* **What you should do**
Below are some records. Return exactly the lines from the one with "Target: dish towel" to the one with "Target: cabinet drawer", and nothing else.

━━ Material to process ━━

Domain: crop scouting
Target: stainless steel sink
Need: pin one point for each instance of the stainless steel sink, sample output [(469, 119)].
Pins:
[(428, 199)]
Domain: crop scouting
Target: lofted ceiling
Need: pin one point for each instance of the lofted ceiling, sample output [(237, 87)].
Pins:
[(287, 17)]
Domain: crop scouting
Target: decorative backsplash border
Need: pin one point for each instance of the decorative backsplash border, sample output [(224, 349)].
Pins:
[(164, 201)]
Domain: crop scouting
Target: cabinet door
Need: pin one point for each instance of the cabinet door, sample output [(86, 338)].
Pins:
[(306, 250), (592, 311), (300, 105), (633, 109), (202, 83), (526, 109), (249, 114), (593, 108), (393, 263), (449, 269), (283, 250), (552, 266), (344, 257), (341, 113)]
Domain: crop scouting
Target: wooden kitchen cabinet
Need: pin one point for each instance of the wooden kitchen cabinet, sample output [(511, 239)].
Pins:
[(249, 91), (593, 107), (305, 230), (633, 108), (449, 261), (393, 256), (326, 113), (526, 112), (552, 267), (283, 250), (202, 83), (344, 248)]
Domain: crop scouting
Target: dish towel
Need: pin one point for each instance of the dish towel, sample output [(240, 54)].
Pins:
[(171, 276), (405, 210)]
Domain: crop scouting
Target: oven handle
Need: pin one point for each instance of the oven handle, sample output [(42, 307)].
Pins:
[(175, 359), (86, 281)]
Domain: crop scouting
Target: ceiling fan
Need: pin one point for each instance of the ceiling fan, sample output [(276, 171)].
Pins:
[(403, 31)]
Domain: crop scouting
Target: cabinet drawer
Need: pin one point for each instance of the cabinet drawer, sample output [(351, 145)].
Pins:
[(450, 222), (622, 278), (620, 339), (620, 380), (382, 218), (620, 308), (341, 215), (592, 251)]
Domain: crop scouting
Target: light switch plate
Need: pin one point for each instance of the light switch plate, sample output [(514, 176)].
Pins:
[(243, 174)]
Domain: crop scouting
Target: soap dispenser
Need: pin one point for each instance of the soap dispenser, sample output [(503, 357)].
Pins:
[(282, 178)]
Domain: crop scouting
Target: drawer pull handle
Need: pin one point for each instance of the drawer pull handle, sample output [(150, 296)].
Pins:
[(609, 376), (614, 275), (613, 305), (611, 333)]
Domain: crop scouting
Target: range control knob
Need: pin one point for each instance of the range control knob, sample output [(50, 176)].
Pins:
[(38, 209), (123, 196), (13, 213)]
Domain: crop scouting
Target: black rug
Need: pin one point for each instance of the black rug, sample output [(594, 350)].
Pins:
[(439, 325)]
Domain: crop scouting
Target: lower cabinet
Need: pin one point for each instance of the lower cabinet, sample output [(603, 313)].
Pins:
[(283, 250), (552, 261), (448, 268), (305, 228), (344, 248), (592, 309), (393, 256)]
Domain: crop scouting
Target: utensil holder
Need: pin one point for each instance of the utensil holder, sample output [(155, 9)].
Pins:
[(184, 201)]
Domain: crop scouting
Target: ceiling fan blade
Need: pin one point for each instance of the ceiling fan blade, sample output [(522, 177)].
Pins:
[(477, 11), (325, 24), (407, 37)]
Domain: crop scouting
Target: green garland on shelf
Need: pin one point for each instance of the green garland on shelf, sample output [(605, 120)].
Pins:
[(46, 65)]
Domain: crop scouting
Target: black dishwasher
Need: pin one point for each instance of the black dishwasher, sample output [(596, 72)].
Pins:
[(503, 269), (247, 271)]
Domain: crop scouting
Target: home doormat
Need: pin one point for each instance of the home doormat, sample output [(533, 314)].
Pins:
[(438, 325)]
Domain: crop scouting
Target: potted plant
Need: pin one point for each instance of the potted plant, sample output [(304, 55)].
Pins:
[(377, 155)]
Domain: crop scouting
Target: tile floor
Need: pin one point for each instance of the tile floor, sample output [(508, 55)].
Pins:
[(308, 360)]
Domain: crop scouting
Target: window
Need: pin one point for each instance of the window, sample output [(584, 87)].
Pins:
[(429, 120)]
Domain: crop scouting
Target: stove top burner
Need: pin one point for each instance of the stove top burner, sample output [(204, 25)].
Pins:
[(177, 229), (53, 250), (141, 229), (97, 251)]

━━━

* **Worked solution**
Target: dish towel
Need: pin one point for each instance of the dish towel, sample output [(240, 54)].
Pins:
[(171, 276), (405, 210)]
Domain: crop scouting
Target: oven handle
Need: pin one point for each instance of the oven handle, sample output [(42, 307)].
Pins:
[(175, 359), (86, 281)]
Domain: crop scouting
Target: ceiling fan
Need: pin one point for each instance of the ceiling fan, sample output [(276, 171)].
Pins:
[(403, 31)]
Domain: crop scouting
Target: cabinet drawer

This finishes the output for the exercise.